What this task involves - Could you transcribe each record below exactly as written, setting the pictures aside?

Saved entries
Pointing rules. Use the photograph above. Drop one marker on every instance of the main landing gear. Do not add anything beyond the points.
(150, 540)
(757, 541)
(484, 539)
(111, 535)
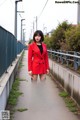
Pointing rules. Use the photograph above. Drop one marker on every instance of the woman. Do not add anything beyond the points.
(38, 57)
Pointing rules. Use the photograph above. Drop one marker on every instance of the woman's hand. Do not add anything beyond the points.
(30, 73)
(47, 71)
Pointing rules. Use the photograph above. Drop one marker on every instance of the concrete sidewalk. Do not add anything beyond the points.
(41, 99)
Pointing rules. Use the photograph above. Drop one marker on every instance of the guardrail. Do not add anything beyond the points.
(9, 48)
(67, 57)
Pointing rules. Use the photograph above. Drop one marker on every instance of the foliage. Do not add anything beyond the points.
(58, 36)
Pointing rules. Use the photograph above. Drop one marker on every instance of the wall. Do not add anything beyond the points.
(67, 78)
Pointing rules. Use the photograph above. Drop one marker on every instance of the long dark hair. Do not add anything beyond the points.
(38, 32)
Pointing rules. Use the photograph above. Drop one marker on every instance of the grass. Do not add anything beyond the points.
(13, 97)
(70, 102)
(14, 93)
(22, 109)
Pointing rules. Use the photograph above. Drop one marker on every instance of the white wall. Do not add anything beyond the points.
(68, 78)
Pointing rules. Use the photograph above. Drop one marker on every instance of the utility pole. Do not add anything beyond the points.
(15, 29)
(21, 28)
(78, 18)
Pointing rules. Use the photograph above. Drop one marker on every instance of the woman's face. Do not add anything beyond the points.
(37, 38)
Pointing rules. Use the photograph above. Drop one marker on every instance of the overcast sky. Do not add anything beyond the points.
(52, 15)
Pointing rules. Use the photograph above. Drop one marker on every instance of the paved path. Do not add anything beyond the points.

Exercise answer -
Pointing rules. Use the photograph above. Drop one marker on every instance of the main landing gear. Do not add anything beyond the points.
(150, 540)
(757, 541)
(484, 539)
(111, 535)
Pointing rules. Use the photograph above. Drop one marker on every instance of the woman. Do not add anything beyond the points.
(38, 57)
Pointing rules. Use the photograph above. Drop one marker on every instance of the woman's hand. Do not add anything beyond the points.
(30, 73)
(47, 71)
Pointing rules. Use the photograph above. Drop one marker on every instance of the concrete sidewalk. Do not add anything beyond the points.
(41, 99)
Pointing rules. Use the photograph above. Drop one marker on every instance of the guardrail. Do not add anything beyond the points.
(9, 48)
(67, 57)
Pointing rules. Use the photograph above. Drop one marker on every instance of the foliage. Do not add anything beyond the points.
(58, 36)
Pointing rules. Use the photograph above. Drop one marker on every instance of the wall. Do not add anything beyond the points.
(67, 78)
Pointing rules. Use the photograph above. Drop one marker on every instance of the long dark hair. Do not add anything beyond the points.
(38, 32)
Pointing rules. Use the photograph above. Drop one marker on every instance of the grass. Do not add anything beyond the points.
(13, 97)
(70, 102)
(14, 93)
(22, 109)
Pointing rules. Use the photograph above. Drop one marker on every instance of the white wall. Do not add anything beyond the points.
(68, 78)
Pointing rules. Use the photograph above. Drop one marker on every instance of the utility pole. Do not add anything beyond the points.
(15, 29)
(21, 28)
(78, 18)
Pointing rules. Use the photograph above. Drop one marker on every instance of the woman's face. Do not add anything beyond the points.
(37, 38)
Pointing rules. Use the photograph above. Drop one marker on every instance of the overcast sky. Do not add anything beyond the points.
(52, 15)
Pointing rules. Use the photograph above. Drop one marker on every instance of the paved path. Do not add anything beyond the points.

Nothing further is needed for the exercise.